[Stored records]
..............................

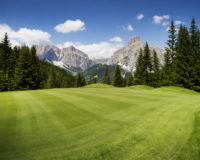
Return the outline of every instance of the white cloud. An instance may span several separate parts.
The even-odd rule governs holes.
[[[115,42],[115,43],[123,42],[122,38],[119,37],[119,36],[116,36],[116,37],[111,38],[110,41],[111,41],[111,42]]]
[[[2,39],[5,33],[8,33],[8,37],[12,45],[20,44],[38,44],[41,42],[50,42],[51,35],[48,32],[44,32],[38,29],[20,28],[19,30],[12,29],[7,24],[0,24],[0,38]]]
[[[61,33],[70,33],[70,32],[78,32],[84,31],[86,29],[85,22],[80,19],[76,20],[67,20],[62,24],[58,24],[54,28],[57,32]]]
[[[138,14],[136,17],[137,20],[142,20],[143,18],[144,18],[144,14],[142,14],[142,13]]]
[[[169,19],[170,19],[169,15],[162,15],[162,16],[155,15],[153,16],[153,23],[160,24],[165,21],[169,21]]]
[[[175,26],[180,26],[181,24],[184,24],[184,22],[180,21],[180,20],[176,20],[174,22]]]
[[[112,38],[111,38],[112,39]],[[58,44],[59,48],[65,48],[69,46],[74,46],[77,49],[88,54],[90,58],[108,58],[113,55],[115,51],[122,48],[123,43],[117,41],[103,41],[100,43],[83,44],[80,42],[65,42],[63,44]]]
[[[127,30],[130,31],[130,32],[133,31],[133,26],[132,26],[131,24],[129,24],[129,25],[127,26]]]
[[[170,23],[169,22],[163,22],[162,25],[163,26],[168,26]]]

..............................

Exercise objective
Having located the line containing "The even-odd rule governs holes.", set it down along with every line after it through the end of the data, reproducing each exactly.

Result of the task
The even-odd rule governs holes.
[[[115,42],[115,43],[123,42],[122,38],[119,37],[119,36],[116,36],[116,37],[111,38],[110,41],[111,41],[111,42]]]
[[[2,39],[5,33],[8,33],[8,37],[12,45],[20,44],[38,44],[41,42],[50,42],[51,35],[48,32],[44,32],[38,29],[20,28],[19,30],[12,29],[7,24],[0,24],[0,38]]]
[[[61,33],[70,33],[70,32],[78,32],[84,31],[86,29],[85,22],[80,19],[76,20],[67,20],[62,24],[58,24],[54,28],[57,32]]]
[[[138,14],[136,17],[137,20],[142,20],[143,18],[144,18],[144,14],[142,14],[142,13]]]
[[[169,19],[170,19],[169,15],[162,15],[162,16],[155,15],[153,16],[153,23],[160,24],[165,21],[169,21]]]
[[[175,26],[180,26],[181,24],[184,24],[184,22],[180,21],[180,20],[176,20],[174,22]]]
[[[112,38],[111,38],[112,39]],[[58,44],[59,48],[65,48],[69,46],[74,46],[77,49],[88,54],[90,58],[108,58],[113,55],[115,51],[122,48],[123,43],[117,41],[103,41],[100,43],[83,44],[80,42],[65,42],[63,44]]]
[[[127,30],[130,31],[130,32],[133,31],[133,26],[132,26],[131,24],[129,24],[129,25],[127,26]]]
[[[170,23],[169,22],[163,22],[162,25],[163,26],[168,26]]]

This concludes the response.